__WHAT IS BEING ASKED__:
Transcribe, exactly as they appear, only the lines from the one holding "Question. The photo above holds the baluster." through the end of the entries below.

__DATA EXCERPTS__:
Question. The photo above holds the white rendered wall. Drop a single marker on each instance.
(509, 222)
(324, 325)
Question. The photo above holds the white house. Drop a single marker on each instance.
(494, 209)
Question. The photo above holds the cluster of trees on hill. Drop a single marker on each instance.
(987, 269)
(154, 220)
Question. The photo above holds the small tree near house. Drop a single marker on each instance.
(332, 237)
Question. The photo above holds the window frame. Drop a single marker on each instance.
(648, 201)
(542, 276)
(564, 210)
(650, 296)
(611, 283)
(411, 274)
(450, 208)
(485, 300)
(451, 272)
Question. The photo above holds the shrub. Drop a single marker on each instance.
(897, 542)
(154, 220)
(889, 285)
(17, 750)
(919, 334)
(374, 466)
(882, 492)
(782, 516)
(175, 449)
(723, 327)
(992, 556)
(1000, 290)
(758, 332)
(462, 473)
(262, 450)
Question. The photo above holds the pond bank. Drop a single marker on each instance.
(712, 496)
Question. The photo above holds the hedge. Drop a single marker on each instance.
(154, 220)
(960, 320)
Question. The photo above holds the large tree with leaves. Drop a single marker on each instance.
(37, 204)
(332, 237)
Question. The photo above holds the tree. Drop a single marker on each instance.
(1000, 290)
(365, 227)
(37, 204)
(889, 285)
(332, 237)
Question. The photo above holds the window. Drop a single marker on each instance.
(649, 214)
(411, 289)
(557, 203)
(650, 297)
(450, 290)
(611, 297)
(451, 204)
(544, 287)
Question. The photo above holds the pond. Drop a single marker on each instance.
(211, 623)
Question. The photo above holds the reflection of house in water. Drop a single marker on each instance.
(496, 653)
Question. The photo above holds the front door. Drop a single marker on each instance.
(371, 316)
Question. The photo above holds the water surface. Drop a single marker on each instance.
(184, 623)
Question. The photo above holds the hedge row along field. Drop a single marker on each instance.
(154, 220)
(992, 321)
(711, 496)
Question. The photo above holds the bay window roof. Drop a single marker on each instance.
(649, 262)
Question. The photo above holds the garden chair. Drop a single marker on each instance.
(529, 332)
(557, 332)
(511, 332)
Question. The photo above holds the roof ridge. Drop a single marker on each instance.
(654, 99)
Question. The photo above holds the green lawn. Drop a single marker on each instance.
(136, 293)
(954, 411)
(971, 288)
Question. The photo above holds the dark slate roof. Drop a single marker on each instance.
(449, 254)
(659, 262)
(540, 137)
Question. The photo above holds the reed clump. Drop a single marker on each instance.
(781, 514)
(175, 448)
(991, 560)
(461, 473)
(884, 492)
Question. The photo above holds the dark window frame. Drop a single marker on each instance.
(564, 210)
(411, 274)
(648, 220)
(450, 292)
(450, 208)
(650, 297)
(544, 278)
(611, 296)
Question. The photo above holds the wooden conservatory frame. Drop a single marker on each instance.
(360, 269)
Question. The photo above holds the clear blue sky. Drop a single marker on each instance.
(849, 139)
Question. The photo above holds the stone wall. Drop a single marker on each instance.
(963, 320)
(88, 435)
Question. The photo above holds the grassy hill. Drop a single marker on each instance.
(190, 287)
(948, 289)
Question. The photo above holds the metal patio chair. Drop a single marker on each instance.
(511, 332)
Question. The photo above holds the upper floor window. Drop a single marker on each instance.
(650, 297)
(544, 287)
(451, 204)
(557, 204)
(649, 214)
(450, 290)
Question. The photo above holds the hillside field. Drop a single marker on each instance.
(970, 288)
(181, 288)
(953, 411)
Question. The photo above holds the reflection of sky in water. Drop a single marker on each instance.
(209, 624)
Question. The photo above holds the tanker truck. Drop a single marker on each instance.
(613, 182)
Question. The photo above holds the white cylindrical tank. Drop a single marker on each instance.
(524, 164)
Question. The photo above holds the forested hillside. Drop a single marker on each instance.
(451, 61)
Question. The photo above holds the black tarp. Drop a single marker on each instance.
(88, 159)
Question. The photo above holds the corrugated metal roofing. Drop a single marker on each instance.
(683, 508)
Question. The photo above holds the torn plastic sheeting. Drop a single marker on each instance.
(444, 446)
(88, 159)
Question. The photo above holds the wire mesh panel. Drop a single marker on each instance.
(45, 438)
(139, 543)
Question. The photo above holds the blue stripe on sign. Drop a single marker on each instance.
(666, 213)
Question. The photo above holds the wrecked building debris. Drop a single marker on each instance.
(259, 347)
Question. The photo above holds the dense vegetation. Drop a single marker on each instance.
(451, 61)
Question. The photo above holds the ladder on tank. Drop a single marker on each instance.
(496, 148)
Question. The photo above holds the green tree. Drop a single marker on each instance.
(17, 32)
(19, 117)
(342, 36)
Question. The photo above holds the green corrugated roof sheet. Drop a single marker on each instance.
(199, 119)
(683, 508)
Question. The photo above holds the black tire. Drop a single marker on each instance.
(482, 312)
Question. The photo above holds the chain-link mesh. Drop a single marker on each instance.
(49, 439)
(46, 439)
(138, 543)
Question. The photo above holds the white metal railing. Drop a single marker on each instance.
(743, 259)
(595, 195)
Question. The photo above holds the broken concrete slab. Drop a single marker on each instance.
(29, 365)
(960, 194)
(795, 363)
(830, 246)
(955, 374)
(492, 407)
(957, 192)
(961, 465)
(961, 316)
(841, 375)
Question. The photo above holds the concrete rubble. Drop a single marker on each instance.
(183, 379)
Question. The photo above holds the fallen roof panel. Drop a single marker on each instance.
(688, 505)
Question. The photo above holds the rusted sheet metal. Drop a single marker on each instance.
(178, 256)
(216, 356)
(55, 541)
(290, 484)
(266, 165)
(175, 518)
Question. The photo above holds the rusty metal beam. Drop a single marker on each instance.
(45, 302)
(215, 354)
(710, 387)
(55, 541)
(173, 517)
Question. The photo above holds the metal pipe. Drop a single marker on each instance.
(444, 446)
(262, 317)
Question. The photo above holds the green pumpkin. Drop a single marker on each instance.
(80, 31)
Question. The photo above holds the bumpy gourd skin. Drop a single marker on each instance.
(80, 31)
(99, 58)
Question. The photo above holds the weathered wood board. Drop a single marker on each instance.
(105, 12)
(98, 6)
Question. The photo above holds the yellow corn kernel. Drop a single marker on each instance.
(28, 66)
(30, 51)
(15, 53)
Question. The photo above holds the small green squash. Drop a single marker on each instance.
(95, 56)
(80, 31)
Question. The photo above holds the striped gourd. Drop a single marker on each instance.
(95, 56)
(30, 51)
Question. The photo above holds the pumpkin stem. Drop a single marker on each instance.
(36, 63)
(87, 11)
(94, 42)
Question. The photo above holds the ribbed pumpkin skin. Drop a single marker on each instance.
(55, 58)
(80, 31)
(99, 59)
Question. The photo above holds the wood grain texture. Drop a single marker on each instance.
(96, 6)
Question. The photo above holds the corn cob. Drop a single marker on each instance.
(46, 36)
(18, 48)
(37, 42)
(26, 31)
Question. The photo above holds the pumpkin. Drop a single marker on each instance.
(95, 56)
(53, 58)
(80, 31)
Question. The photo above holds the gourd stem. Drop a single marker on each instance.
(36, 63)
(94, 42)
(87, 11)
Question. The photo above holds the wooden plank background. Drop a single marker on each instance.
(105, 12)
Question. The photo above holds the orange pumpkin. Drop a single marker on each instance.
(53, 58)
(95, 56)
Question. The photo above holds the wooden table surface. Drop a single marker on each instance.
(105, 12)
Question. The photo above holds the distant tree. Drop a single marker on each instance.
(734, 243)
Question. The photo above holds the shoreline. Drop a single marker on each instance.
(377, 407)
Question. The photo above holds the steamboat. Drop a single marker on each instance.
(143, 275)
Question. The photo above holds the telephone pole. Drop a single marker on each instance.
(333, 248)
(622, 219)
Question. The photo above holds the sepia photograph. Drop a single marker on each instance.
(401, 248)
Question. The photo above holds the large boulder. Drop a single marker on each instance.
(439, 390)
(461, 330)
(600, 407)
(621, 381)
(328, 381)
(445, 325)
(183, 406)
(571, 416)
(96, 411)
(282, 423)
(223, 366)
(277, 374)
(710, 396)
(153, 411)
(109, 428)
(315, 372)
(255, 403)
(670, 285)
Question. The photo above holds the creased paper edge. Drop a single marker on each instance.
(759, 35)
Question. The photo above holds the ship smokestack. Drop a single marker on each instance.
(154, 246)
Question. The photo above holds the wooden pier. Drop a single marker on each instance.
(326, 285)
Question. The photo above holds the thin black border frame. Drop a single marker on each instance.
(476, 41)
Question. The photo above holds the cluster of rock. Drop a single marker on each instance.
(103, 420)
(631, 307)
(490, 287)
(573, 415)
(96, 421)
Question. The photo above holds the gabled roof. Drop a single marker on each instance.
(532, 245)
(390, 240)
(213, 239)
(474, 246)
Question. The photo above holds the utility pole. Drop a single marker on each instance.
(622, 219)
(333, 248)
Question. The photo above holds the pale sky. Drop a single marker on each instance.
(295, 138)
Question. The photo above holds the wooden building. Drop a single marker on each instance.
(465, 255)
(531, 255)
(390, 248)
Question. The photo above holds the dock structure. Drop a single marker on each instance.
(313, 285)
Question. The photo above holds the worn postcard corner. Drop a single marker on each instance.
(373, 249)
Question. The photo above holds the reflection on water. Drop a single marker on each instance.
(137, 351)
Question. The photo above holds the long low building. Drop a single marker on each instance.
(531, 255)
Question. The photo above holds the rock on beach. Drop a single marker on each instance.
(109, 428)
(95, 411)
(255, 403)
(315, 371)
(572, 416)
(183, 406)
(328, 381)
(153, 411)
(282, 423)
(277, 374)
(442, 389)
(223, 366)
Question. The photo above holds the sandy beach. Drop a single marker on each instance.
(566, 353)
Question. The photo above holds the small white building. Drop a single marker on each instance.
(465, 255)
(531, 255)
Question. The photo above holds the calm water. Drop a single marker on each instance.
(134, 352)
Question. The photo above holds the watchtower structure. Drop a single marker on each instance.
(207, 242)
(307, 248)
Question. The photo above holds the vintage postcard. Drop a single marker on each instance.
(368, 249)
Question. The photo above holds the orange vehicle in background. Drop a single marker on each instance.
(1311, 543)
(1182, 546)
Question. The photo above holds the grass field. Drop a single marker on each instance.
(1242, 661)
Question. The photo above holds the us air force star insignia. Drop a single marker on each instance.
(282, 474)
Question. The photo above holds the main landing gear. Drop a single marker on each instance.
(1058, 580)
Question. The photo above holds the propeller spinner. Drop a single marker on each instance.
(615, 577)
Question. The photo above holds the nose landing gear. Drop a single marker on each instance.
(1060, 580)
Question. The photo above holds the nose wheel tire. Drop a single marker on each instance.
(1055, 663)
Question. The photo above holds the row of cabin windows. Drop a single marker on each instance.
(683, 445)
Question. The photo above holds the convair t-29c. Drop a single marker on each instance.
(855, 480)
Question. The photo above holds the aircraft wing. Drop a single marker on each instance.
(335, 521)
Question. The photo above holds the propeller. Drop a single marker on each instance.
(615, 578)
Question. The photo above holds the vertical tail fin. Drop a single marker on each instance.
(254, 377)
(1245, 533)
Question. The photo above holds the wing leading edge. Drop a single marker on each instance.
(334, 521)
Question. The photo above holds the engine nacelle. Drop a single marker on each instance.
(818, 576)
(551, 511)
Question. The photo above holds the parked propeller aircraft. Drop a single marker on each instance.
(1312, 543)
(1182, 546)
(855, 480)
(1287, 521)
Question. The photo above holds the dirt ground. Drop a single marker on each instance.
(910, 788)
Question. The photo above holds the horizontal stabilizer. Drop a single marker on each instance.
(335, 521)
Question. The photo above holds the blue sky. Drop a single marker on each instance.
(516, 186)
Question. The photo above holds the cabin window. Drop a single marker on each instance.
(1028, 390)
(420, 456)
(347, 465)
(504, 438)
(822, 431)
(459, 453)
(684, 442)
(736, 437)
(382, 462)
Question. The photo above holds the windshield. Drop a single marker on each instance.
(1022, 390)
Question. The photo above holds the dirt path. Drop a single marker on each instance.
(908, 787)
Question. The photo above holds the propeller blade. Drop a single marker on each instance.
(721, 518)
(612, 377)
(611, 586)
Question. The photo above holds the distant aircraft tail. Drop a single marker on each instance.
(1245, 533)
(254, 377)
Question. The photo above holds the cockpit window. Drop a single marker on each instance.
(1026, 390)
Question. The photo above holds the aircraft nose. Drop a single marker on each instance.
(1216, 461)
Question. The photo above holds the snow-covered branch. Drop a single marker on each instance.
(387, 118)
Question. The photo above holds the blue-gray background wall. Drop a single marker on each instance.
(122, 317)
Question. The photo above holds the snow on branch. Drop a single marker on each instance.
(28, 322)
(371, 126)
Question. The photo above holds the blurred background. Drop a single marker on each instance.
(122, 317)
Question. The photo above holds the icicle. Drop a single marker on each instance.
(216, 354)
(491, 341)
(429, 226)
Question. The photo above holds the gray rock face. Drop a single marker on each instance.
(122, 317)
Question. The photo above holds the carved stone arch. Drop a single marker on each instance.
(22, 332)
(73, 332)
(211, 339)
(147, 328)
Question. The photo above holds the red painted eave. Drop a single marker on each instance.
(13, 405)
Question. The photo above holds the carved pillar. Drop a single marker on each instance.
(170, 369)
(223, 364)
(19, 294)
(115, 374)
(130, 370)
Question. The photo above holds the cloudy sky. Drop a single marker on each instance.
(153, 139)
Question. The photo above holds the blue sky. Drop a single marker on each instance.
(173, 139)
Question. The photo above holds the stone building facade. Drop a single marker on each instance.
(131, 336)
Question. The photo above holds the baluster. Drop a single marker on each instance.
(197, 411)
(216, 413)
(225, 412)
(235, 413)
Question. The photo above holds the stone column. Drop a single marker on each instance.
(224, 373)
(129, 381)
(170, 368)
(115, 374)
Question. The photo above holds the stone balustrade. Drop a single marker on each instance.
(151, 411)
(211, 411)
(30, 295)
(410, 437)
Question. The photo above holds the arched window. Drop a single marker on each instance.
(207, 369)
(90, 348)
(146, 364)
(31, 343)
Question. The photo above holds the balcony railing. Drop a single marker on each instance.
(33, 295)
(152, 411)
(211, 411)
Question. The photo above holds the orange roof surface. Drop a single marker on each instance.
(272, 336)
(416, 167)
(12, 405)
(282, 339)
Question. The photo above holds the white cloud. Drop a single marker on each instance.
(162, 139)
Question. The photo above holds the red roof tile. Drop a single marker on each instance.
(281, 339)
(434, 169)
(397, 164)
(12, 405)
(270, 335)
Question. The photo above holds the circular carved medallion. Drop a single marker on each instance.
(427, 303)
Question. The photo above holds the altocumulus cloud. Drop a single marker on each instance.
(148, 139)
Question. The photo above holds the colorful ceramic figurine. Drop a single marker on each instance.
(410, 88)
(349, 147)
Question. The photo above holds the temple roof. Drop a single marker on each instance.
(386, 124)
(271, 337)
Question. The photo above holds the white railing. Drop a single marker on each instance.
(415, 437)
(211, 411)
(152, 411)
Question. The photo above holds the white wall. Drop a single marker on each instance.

__COMPLETE OUTPUT__:
Question. The photo above holds the baluster. Drop a single marker on each instance.
(197, 411)
(216, 413)
(225, 412)
(235, 413)
Question. The photo above holds the stone column. Drop a single marker on each instance.
(224, 373)
(129, 381)
(170, 368)
(115, 374)
Question. The photo above holds the stone balustrade. Drop a single marker on each instance.
(151, 411)
(211, 411)
(30, 295)
(410, 437)
Question. The photo above holds the arched window. Drop a single marker on each instance.
(207, 369)
(90, 348)
(146, 364)
(31, 343)
Question. The photo above holds the balcony railing. Drop a single marker on each instance.
(33, 295)
(152, 411)
(211, 411)
Question. The photo above holds the orange roof surface. Drop a single marker on each instance.
(272, 336)
(416, 167)
(12, 405)
(282, 339)
Question. The photo above holds the white cloud. Drop a single marker on each instance.
(162, 139)
Question. The photo above holds the red roof tile. Drop a single marker on each instance.
(281, 339)
(434, 169)
(397, 164)
(12, 405)
(270, 335)
Question. The photo above holds the circular carved medallion. Drop a single marker on each instance.
(427, 303)
Question. The photo above holds the altocumulus cloud. Drop a single marker on each instance.
(148, 139)
Question. The photo above holds the colorful ceramic figurine. Drop a single marker on each instance.
(410, 88)
(349, 147)
Question. The photo above holds the temple roof. Drop a single marker on each instance.
(386, 124)
(271, 337)
Question. The photo above holds the white railing. Drop a single marker on each instance.
(415, 437)
(211, 411)
(152, 411)
Question. The photo above holds the white wall. Drop a single marker on each instance.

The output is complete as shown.